_Task material_:
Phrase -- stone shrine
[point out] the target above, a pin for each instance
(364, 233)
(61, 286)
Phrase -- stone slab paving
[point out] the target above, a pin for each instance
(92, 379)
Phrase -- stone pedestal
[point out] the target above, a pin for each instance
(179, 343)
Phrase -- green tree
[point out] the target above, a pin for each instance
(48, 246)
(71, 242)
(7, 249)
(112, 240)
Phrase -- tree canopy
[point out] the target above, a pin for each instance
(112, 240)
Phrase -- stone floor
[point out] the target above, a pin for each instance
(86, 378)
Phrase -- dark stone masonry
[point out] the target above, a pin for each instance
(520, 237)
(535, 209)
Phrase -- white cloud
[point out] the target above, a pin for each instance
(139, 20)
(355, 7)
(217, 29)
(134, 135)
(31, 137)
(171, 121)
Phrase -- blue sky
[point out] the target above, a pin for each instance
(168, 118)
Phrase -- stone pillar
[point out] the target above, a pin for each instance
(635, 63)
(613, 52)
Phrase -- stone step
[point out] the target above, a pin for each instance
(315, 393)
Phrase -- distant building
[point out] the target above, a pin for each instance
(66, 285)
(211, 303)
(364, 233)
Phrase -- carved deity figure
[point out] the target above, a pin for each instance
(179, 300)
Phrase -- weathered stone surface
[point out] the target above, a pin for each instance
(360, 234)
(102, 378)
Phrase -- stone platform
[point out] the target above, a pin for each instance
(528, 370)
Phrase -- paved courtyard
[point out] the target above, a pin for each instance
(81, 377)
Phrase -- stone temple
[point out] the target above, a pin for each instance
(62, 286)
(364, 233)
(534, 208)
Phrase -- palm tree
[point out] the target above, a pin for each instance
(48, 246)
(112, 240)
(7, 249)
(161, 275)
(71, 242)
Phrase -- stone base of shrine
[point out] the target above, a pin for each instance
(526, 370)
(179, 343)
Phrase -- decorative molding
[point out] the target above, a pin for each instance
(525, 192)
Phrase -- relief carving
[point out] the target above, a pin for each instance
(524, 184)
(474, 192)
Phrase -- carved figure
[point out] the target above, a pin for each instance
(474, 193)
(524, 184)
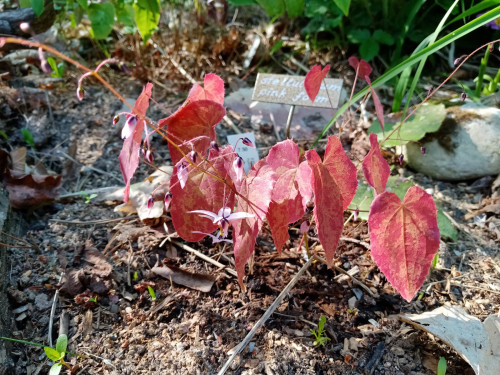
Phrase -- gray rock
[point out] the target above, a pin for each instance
(467, 146)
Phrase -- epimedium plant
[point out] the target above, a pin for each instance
(209, 190)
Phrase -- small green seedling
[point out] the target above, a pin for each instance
(28, 138)
(57, 69)
(56, 355)
(441, 366)
(319, 334)
(88, 198)
(152, 293)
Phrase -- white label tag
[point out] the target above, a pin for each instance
(249, 155)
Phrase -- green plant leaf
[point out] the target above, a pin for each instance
(343, 5)
(62, 343)
(37, 6)
(294, 8)
(102, 17)
(369, 49)
(441, 366)
(357, 36)
(427, 119)
(55, 369)
(383, 37)
(273, 7)
(125, 15)
(446, 228)
(52, 354)
(147, 16)
(410, 61)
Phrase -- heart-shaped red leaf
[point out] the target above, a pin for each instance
(342, 170)
(213, 90)
(129, 155)
(287, 204)
(257, 189)
(202, 192)
(314, 77)
(404, 238)
(192, 127)
(375, 167)
(328, 212)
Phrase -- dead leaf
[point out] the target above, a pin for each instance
(191, 280)
(28, 191)
(476, 342)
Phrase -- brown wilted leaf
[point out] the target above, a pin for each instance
(26, 190)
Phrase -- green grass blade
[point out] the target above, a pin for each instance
(391, 73)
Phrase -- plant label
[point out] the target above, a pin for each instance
(249, 155)
(287, 89)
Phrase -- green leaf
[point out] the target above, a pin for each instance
(369, 49)
(28, 138)
(62, 343)
(125, 15)
(357, 36)
(343, 5)
(427, 119)
(52, 354)
(441, 366)
(242, 2)
(383, 37)
(294, 8)
(445, 226)
(55, 369)
(147, 17)
(273, 7)
(412, 60)
(84, 4)
(37, 6)
(102, 17)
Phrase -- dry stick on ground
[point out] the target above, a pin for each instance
(266, 315)
(205, 258)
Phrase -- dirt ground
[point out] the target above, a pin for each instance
(105, 254)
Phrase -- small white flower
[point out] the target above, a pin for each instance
(222, 218)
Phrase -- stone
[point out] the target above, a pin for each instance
(465, 147)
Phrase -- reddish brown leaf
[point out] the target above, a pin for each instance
(404, 238)
(192, 127)
(29, 191)
(328, 212)
(257, 189)
(287, 203)
(342, 170)
(214, 90)
(375, 167)
(129, 155)
(202, 192)
(313, 80)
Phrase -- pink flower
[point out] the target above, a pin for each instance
(222, 218)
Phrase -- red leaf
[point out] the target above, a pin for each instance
(375, 167)
(28, 191)
(202, 192)
(129, 155)
(192, 127)
(342, 170)
(362, 68)
(328, 212)
(404, 238)
(214, 90)
(287, 204)
(378, 108)
(314, 77)
(256, 188)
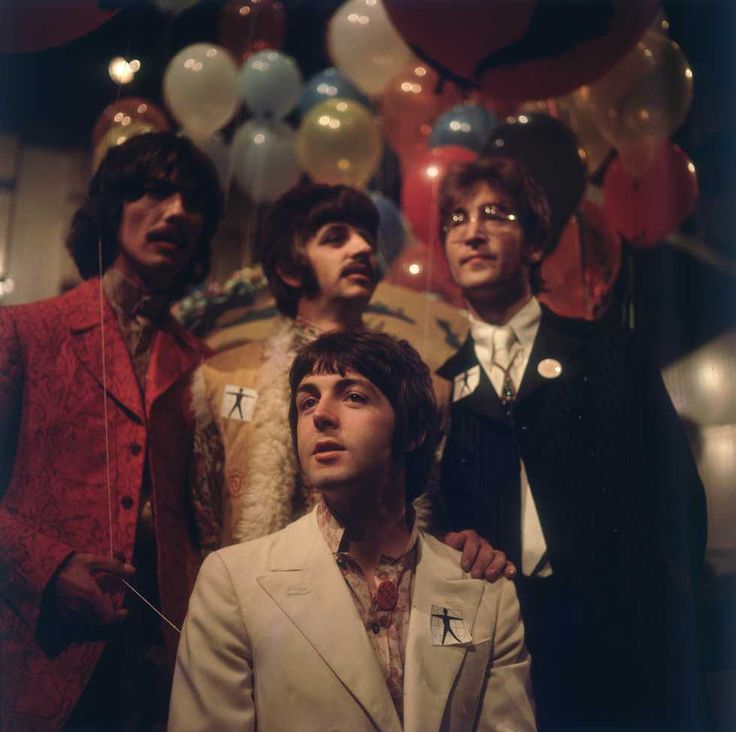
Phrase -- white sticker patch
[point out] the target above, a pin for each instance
(238, 403)
(448, 627)
(466, 383)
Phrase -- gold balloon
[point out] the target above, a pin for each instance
(645, 96)
(339, 142)
(117, 135)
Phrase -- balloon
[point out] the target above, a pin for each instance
(328, 84)
(34, 25)
(339, 142)
(424, 268)
(580, 274)
(246, 26)
(200, 88)
(411, 102)
(521, 49)
(392, 229)
(364, 45)
(264, 159)
(124, 111)
(420, 189)
(466, 125)
(173, 7)
(574, 110)
(551, 154)
(644, 210)
(117, 136)
(646, 95)
(270, 82)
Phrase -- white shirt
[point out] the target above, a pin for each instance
(525, 323)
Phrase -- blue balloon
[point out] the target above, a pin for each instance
(466, 125)
(329, 84)
(270, 83)
(392, 229)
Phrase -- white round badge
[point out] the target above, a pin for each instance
(549, 368)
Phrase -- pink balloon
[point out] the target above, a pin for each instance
(420, 189)
(645, 209)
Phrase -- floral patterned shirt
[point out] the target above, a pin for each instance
(386, 623)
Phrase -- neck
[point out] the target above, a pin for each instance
(327, 317)
(497, 308)
(374, 527)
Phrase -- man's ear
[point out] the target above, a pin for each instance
(289, 279)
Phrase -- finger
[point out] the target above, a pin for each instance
(470, 551)
(482, 561)
(112, 566)
(496, 566)
(455, 539)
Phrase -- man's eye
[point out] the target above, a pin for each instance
(457, 218)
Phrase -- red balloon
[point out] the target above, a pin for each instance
(645, 209)
(458, 34)
(580, 274)
(33, 25)
(247, 26)
(424, 269)
(521, 49)
(420, 189)
(125, 111)
(410, 103)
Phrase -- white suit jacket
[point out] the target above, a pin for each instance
(273, 641)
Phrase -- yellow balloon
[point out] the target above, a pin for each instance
(646, 95)
(339, 142)
(117, 135)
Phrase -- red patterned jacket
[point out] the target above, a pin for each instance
(53, 486)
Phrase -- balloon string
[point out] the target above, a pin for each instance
(107, 440)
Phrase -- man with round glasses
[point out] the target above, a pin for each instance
(564, 451)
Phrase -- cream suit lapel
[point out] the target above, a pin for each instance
(307, 585)
(429, 670)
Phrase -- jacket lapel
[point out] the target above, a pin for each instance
(307, 585)
(558, 339)
(175, 352)
(86, 339)
(430, 670)
(483, 399)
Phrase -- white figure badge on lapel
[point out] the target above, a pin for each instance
(549, 368)
(238, 403)
(448, 627)
(466, 383)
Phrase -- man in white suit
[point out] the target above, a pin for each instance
(351, 618)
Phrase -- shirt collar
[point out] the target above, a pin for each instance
(334, 533)
(130, 300)
(525, 324)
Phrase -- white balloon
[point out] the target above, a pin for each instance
(365, 46)
(264, 159)
(200, 88)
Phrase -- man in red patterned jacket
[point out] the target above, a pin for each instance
(94, 440)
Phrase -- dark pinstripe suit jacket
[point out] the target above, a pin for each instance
(617, 491)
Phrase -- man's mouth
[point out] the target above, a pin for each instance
(170, 235)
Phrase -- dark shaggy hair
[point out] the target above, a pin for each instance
(294, 219)
(394, 367)
(121, 177)
(510, 178)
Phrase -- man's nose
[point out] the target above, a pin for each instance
(174, 206)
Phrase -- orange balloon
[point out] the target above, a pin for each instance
(411, 102)
(126, 111)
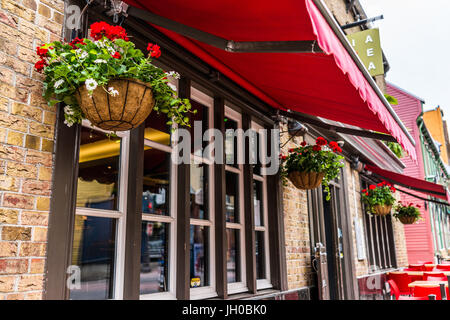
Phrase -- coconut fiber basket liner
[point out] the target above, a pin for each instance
(122, 112)
(382, 210)
(306, 180)
(407, 220)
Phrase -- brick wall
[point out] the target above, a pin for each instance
(26, 144)
(296, 226)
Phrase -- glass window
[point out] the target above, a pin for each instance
(260, 255)
(199, 191)
(233, 254)
(156, 181)
(258, 202)
(199, 273)
(93, 251)
(154, 257)
(232, 196)
(231, 142)
(98, 173)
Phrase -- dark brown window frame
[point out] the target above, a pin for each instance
(62, 211)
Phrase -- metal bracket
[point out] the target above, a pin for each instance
(306, 46)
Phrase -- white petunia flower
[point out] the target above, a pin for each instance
(91, 84)
(68, 110)
(113, 92)
(58, 83)
(173, 74)
(172, 86)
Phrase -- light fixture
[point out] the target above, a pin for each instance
(295, 128)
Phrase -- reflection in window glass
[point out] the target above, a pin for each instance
(202, 115)
(260, 257)
(233, 256)
(98, 174)
(231, 197)
(156, 187)
(199, 191)
(231, 142)
(93, 252)
(258, 203)
(199, 256)
(154, 257)
(156, 129)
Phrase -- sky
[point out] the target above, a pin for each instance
(415, 37)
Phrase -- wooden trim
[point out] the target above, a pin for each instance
(62, 208)
(249, 218)
(277, 247)
(346, 223)
(183, 215)
(132, 266)
(219, 205)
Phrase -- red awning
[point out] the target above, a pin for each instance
(328, 84)
(428, 188)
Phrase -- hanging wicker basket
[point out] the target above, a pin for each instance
(306, 180)
(382, 210)
(122, 112)
(407, 220)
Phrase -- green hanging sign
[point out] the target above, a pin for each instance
(367, 45)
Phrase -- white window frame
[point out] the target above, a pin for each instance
(119, 215)
(241, 286)
(266, 282)
(209, 291)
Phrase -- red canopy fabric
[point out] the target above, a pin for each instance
(429, 188)
(329, 84)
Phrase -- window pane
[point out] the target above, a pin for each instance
(258, 203)
(233, 256)
(154, 257)
(156, 182)
(202, 115)
(257, 165)
(232, 197)
(231, 143)
(260, 255)
(199, 191)
(199, 256)
(98, 174)
(93, 252)
(156, 128)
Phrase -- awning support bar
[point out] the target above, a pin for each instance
(350, 131)
(307, 46)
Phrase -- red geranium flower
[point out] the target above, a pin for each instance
(76, 41)
(41, 52)
(154, 50)
(320, 141)
(337, 149)
(40, 65)
(333, 144)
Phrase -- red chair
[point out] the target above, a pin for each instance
(422, 291)
(417, 267)
(396, 292)
(401, 280)
(428, 276)
(442, 267)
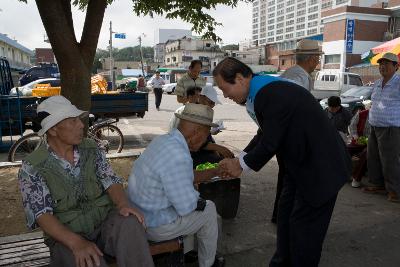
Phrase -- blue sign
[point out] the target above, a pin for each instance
(120, 35)
(349, 35)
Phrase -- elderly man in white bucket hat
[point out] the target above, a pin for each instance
(161, 185)
(308, 54)
(70, 191)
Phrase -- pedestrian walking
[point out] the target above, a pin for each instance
(157, 84)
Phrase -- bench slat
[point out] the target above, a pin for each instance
(21, 244)
(26, 258)
(22, 249)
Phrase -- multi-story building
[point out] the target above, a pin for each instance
(283, 20)
(179, 53)
(161, 36)
(18, 55)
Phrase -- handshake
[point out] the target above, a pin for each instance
(229, 168)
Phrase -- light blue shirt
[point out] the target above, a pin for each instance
(385, 109)
(161, 181)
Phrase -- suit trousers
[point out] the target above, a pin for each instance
(119, 237)
(301, 228)
(384, 157)
(158, 96)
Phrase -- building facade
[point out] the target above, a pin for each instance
(179, 53)
(18, 55)
(351, 31)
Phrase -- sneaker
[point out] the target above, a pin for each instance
(355, 184)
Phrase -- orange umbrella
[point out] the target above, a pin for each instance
(395, 50)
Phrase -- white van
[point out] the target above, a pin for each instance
(333, 82)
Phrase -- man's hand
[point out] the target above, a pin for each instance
(86, 253)
(231, 167)
(127, 210)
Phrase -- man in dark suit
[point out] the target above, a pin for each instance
(316, 162)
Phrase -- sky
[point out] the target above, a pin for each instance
(22, 22)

_What to produce_: Every line from the line containing "Phrase -- suit trousers" to the last line of the material above must be repeated exactly, and no other line.

_Solved problem_:
Phrase -- suit trousers
[point out] the target above, a pin for each instance
(119, 237)
(301, 228)
(384, 157)
(158, 96)
Phrase -- building facade
[point out] the target above, a pin for each instance
(179, 53)
(18, 55)
(351, 31)
Phrase -- sneaker
[point out] the target above, a pin for each instance
(355, 184)
Phrase -- orange umbrella
[point out] the target above, a pin for each instance
(395, 50)
Phrase -- white van
[point out] the target above, a pin for each instance
(333, 82)
Phrase -- man's hand
[point out] the target above, a pin for each instance
(86, 253)
(231, 167)
(127, 210)
Phrase -- man in dark suit
[point out] the target above, a pin for each instance
(316, 162)
Phrase -- sky
[point out] the target above, a pin for each instance
(22, 22)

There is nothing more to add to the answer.